*Problem to work on:* Each line of the data should be transcribed exactly as given.

*Extracted entries:*
----------
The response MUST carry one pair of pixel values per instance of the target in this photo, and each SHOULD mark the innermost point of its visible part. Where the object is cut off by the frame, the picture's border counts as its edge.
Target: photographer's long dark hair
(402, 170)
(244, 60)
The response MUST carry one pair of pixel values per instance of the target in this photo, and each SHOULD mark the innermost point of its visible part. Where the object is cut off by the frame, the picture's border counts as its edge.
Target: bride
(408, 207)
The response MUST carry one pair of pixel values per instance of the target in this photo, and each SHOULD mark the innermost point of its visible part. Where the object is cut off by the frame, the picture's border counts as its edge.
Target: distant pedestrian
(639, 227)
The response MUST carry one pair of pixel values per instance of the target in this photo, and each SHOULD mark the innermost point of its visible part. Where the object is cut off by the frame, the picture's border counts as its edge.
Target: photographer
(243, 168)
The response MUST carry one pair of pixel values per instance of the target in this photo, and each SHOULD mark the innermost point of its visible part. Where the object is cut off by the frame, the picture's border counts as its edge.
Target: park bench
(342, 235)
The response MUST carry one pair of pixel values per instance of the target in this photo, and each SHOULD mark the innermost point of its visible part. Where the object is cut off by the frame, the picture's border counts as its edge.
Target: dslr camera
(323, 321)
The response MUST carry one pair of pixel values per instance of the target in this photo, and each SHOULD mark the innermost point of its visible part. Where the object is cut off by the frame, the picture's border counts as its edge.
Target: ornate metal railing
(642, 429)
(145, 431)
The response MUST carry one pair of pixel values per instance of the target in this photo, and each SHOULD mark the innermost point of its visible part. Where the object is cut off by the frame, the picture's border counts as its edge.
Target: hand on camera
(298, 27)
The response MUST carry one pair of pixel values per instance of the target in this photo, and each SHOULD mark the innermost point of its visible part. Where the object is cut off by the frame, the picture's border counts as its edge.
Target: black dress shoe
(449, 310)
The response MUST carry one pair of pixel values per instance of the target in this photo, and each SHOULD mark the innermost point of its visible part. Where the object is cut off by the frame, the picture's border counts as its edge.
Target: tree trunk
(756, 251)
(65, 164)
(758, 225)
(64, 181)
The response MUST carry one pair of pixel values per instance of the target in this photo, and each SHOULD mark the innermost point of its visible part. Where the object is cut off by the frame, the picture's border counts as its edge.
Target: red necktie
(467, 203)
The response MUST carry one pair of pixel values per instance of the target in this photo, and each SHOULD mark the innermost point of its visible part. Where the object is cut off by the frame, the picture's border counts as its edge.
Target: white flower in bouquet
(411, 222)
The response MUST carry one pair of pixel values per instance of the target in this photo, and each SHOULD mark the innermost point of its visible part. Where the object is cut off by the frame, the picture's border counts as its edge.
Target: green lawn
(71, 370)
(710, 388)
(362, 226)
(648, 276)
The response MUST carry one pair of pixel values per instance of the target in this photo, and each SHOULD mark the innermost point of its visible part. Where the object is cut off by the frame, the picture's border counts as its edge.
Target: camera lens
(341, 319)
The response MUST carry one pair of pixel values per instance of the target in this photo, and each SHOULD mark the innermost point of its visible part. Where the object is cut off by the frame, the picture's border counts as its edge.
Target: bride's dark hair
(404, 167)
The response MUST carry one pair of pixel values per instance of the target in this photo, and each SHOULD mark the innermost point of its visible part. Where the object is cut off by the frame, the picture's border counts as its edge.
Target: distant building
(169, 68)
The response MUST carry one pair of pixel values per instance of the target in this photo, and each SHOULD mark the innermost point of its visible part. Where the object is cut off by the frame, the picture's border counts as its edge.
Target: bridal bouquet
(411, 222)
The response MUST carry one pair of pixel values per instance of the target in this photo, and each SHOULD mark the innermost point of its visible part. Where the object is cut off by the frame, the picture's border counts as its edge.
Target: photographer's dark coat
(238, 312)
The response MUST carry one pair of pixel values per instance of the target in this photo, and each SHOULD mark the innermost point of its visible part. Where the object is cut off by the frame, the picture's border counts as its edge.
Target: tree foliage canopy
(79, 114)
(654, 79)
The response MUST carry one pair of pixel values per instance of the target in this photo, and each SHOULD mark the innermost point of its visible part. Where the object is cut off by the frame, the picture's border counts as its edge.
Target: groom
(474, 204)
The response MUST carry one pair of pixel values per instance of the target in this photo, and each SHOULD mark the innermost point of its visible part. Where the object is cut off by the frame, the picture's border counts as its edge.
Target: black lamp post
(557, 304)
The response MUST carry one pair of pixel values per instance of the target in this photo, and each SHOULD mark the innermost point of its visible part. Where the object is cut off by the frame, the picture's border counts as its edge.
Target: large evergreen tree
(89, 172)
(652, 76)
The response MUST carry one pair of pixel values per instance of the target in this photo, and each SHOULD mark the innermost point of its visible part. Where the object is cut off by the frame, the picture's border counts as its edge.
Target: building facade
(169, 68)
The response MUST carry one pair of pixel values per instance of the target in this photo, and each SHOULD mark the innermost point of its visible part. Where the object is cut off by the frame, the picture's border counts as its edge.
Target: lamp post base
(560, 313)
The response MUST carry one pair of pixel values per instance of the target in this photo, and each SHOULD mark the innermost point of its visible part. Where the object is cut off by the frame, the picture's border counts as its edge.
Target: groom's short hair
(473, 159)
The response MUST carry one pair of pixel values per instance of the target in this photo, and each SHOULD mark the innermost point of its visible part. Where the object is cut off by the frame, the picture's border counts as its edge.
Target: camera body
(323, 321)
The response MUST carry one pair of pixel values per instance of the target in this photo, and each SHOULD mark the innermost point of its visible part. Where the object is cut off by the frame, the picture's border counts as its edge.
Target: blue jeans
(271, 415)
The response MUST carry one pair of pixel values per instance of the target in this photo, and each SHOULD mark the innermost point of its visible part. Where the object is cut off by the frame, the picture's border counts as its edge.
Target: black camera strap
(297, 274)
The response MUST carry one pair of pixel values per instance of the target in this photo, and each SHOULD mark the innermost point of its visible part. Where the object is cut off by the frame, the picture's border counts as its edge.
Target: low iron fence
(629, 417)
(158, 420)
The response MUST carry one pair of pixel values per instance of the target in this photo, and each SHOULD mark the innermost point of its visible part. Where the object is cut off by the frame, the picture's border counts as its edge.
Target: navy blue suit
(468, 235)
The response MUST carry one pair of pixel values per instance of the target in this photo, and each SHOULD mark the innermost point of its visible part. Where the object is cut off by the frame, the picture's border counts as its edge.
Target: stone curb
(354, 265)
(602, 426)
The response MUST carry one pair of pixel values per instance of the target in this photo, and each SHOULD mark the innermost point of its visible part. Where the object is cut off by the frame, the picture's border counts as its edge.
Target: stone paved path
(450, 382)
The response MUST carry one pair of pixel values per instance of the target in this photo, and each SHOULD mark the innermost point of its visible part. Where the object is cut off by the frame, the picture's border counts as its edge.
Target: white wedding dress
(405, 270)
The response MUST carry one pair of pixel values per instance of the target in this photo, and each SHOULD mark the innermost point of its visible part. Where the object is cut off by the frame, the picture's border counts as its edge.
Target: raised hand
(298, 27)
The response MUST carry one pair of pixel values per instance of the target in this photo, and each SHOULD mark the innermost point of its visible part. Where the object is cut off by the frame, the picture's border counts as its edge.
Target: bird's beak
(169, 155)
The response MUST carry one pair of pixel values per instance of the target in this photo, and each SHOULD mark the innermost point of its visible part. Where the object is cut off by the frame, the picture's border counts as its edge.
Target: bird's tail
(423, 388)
----------
*Task output:*
The response MUST carry one pair of pixel values per instance of the target in this photo, and each SHOULD mark the innermost point of its visible part. Where the object is cut off by the frame, the picture's border counts as its edge.
Target: photographer's long dark hair
(402, 170)
(244, 60)
The response MUST carry one pair of pixel values per instance of the target in this photo, and each SHOULD mark the innermost point of its visible part. Where the object is cut off by the frame, the picture's border counts as its edge.
Target: bride
(408, 207)
The response MUST carry one pair of pixel values per instance of the target in this photo, and each SHOULD mark the innermost point of its visible part. Where the object is cut off by the frame, the picture's border counts as its edge.
Target: distant pedestrian
(639, 227)
The response MUST carry one pair of pixel values per instance of the target in this photo, and each SHOULD mark the innermost point of its visible part. Where the object is cut off by the frame, the picture's border counts as its edge.
Target: photographer
(243, 168)
The response MUST carry one pair of pixel values per instance of the target in this photo, and each SHOULD mark the innermost point of its visible part. Where the object is cut off by the frame, the picture's border counts as its edge.
Target: park bench
(342, 235)
The response MUST carry one pair of pixel values per instance of the target in this photo, and each SHOULD mark the innermost point of its visible part. Where the object is cut off by the frame, the picture's border counts as its edge.
Target: dslr camera
(323, 321)
The response MUST carry one pair of pixel values per instance of the target in this photo, and each SHOULD mark the innermost point of its visible part. Where the object is cut off by the frame, the picture's border counts as its edge.
Target: ornate metal railing
(642, 429)
(145, 431)
The response MUST carry one pair of pixel values per instance of the target in this photo, and each SHOULD mark the innermost point of its visible part. Where the object is cut off by the frame, the picture's border counts as its edge.
Target: hand on camera
(298, 27)
The response MUST carry one pair of pixel values per instance of the target in this photo, and each SHOULD mark the innermost point of its visible part. Where the object is cut off by the frame, the picture's border counts as its edge.
Target: black dress shoe
(449, 310)
The response MUST carry one pair of pixel values per instance of the target in this photo, and each SHOULD mark the innermost point of its visible part. Where the object is cut off by the frame, the picture's border counts as its edge.
Target: tree trunk
(756, 251)
(65, 164)
(758, 225)
(64, 181)
The response MUST carry one pair of pixel values per instance of the target in this photo, and each SHOULD mark the innermost point of its visible part. Where the object is cut off by the frame, the picture's border counts as its edge.
Target: red necktie
(467, 203)
The response MUST carry one pair of pixel values per instance of the target in this photo, and each SHOULD mark the innermost point of its visible part. Where the object is cut off by the frame, the picture's border counts as its edge.
Target: white flower in bouquet
(411, 222)
The response MUST carry one pair of pixel values per instance of the target in this photo, and each SHOULD mark the innermost point of its visible part. Where the object is cut off by the frame, the picture's border counts as its edge.
Target: green lawn
(71, 370)
(710, 388)
(362, 226)
(648, 276)
The response MUST carry one pair of pixel values per instance of the target in this photo, and each SHOULD mark the innermost point of its visible part. Where the object is cut off by the frame, the picture's border counts as its edge.
Target: camera lens
(341, 319)
The response MUST carry one pair of pixel values per instance of the target in this photo, and each SHOULD mark the innermost point of its visible part. Where the object is cut off by the frame, the picture's border counts as its edge.
Target: bride's dark hair
(404, 167)
The response MUST carry one pair of pixel values per instance of the target in this photo, and each SHOULD mark the innermost point of its visible part. Where the object is cut off by the frame, the picture's border counts as its edge.
Target: distant building
(169, 68)
The response MUST carry one pair of pixel values per instance of the target in this photo, and each SHOULD mark the innermost point of its visible part. Where the object is cut off by the frame, the picture's border counts as its edge.
Target: bridal bouquet
(411, 222)
The response MUST carry one pair of pixel values per instance of the target in this photo, and each SHOULD mark the innermost point of its visible part. Where the object is cut off by the frame, the picture's border counts as its edge.
Target: photographer's dark coat
(238, 312)
The response MUST carry one pair of pixel values per instance of the target in this photo, and each SHOULD mark the innermost point of its visible part. Where the object is cut off by the frame, the picture's border counts as its edge.
Target: tree foliage canopy
(79, 114)
(654, 79)
The response MUST carry one pair of pixel values per instance of the target in this photo, and each SHOULD mark the innermost point of its visible part. Where the object is cut off by the frame, the picture's border counts as its edge.
Target: groom
(474, 204)
The response MUST carry one pair of pixel values per instance of the target in this photo, and each SHOULD mark the innermost point of its visible part. Where the object is cut off by the frame, the picture's border counts as its edge.
Target: black lamp post
(557, 304)
The response MUST carry one pair of pixel values per instance of the target in this photo, and each SHOULD mark the innermost point of its visible part. Where the object is cut off by the frame, the picture's border counts as its edge.
Target: large evergreen tree
(89, 172)
(652, 76)
The response MUST carry one pair of pixel values per instance of the target in this photo, and each SHOULD mark the innermost point of its visible part. Where the object is cut off by the frame, the picture's border counts as its edge.
Target: building facade
(169, 68)
The response MUST carry one pair of pixel values per instance of the target in this photo, and each SHOULD mark the innermost point of its visible part. Where the object is cut off by the frame, the picture's border counts as its edge.
Target: lamp post base
(560, 313)
The response MUST carry one pair of pixel values per instance of the target in this photo, and each SHOULD mark the innermost point of its visible part. Where the object is cut off by the frame, the picture's border counts as its edge.
Target: groom's short hair
(473, 159)
The response MUST carry one pair of pixel values per instance of the target in this photo, and each SHOULD mark the innermost point of its visible part. Where the object is cut off by the frame, the picture's border counts as its edge.
Target: camera body
(323, 321)
The response MUST carry one pair of pixel values per instance of the target in this photo, and each SHOULD mark the innermost point of its visible part. Where the object is cut off by the frame, the picture's border counts as its edge.
Target: blue jeans
(271, 415)
The response MUST carry one pair of pixel values per instance of the target in this photo, and each SHOULD mark the innermost point of its visible part. Where the object is cut off by the frame, the picture's border counts as its edge.
Target: black camera strap
(297, 274)
The response MUST carry one pair of pixel values per instance of the target in this photo, and each SHOULD mark the innermost point of its visible part. Where the object is cut off by the frame, the picture's border counts as its edge.
Target: low iron fence
(629, 417)
(158, 420)
The response MUST carry one pair of pixel values per instance of the target in this photo, and each SHOULD mark the innermost point of its visible part. Where the object is cut off by the frame, the picture's border counts as its edge.
Target: navy blue suit
(468, 235)
The response MUST carry one pair of pixel values per instance of the target in this photo, and each SHOULD mark the innermost point of its visible part. Where the object is cut off by the frame, the picture's border counts as its edge.
Target: stone curb
(354, 265)
(602, 426)
The response MUST carry one pair of pixel values per instance of the target in this photo, and each SHOULD mark the innermost point of its visible part. Where the object is cut off by the frame, the picture's border counts as its edge.
Target: stone paved path
(450, 382)
The response MUST carry one pair of pixel values per instance of the target in this photo, and each SHOULD mark the innermost point of its visible part. Where the object is cut off by the frame, the picture's border counts as its edge.
Target: white wedding dress
(405, 270)
The response MUST carry one pair of pixel values per instance of the target in this photo, and each SHOULD mark the innermost point of its visible part. Where the object is cut off by the frame, the picture's border counts as its edge.
Target: raised hand
(298, 27)
The response MUST carry one pair of pixel values per instance of the target in this photo, and each SHOULD mark the innermost point of its visible part. Where the object is cut off by the frame, the picture's border counts as its edge.
Target: bird's beak
(169, 155)
The response MUST carry one pair of pixel values per instance of the target in this photo, and each SHOULD mark the innermost point of its visible part. Where the object is cut off by the frame, the picture's border counts as its edge.
Target: bird's tail
(423, 388)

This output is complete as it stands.